* CONSEGNA *
Rispondi alle domande sul brano dedicato al libro Una parete tutta per sé.
(a) Di quale città è la scrittrice?
(b) Quante pagine ha il libro e quanto costa?
(c) Quale club fondato a Londra segna il periodo preso in considerazione?

* BRANO ESTRATTO *
Il nuovo libro della scrittrice torinese è dedicato alle pioniere dell’arrampicata, soprattutto britanniche. Appassionante e ricco di spunti di riflessione ancora attualissimi

La copertina di Una parete tutta per sè
La copertina di Una parete tutta per sè

Linda Cottino ha messo a segno un altro titolo che, sono sicuro, diventerà un riferimento imprescindibile per chi si occupa di storia dell’alpinismo. Perché mette una pezza su un buco enorme, talmente grosso che tutti facciamo finta di non vederlo: e cioè il contributo che a quella storia hanno dato tantissime donne alpiniste, a partire dalla metà dell’Ottocento. Il libro si intitola Una parete tutta per sé (Bottega Errante Edizioni, 176 pagg., 17 euro), un titolo intrigante che Linda stessa ci spiega, qualche riga sotto. Ed è un saggio. Anzi no, un romanzo. O meglio, un ibrido tra i due, una sorta di esperimento stilistico, riuscitissimo, che unisce le abilità della storica, che basa il suo scritto su fonti certe, a quelle della narratrice, che reinventa le atmosfere dell’epoca e rende la lettura più leggera e piacevole. Il periodo che Linda prende in considerazione è quello della fondazione del Ladies’ Alpine Club a Londra, e personaggi, avventure alpine, eventi di contorno sono quelli tra l’ultimo scorcio dell’Ottocento e il primo Novecento. È l’epoca delle Suffragette e dei primi segnali di femminismo, e il mondo della montagna è permeabile alle nuove istanze sociali: “Il mio obiettivo” scrive Linda nell’introduzione “era quello di dare voce, su base storica, a una parte del mondo alpinistico che è rimasta nell’ombra, pressoché ignorata, e che, dietro l’esteriore invisibilità, nasconde vivacità, interessi, spinte di libertà, tensione per la sfida e l’avventura, desiderio di conoscenza, oltre a una inusuale capacità di uscire dal microcosmo delle altezze per mettersi in relazione con il ‘mondo di sotto’. Insomma, un universo variegato e fortemente connesso alla vita”.

* DATI FORNITI *
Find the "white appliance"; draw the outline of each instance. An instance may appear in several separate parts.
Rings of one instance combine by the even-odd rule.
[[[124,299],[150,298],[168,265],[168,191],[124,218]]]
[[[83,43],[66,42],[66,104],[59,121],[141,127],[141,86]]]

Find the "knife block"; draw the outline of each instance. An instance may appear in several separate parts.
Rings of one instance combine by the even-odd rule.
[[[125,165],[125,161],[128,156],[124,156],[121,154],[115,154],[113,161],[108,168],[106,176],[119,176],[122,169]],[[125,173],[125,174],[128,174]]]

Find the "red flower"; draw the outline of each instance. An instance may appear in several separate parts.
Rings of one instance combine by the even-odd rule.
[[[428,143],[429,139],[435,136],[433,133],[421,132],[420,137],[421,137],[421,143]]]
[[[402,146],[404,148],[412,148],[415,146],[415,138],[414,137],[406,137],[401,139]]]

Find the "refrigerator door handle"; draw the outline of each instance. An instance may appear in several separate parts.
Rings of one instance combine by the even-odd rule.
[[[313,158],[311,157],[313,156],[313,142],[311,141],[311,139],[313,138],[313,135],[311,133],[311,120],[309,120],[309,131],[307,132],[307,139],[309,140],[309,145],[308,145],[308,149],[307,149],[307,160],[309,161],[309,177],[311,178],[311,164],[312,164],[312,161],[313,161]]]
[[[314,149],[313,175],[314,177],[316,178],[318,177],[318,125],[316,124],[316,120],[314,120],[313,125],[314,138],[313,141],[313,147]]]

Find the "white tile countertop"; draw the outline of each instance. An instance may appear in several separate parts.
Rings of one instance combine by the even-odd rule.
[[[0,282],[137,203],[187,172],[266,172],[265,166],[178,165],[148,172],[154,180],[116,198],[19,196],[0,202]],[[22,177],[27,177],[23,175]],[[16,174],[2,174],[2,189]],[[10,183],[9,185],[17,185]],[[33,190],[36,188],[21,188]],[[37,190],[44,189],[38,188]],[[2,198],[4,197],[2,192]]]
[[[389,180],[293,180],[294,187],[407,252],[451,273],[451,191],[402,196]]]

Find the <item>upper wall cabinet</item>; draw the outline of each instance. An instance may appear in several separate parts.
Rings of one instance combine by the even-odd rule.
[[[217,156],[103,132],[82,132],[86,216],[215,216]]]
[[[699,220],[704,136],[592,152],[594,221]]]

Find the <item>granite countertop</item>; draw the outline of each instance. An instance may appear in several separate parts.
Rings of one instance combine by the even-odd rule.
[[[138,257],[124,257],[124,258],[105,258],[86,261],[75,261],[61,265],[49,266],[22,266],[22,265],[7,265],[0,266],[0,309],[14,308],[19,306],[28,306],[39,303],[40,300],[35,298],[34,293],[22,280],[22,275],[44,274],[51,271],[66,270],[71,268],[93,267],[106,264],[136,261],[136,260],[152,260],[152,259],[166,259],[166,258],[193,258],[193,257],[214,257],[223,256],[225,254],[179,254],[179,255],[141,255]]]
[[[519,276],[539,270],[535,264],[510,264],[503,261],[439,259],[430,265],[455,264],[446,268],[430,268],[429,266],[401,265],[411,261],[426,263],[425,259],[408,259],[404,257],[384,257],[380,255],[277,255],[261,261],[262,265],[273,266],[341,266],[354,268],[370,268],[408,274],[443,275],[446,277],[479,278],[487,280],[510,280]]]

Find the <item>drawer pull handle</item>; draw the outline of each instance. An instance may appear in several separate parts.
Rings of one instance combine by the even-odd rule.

* SOLUZIONE *
(a) Torino.
(b) 176 pagine, 17 euro.
(c) Il Ladies’ Alpine Club.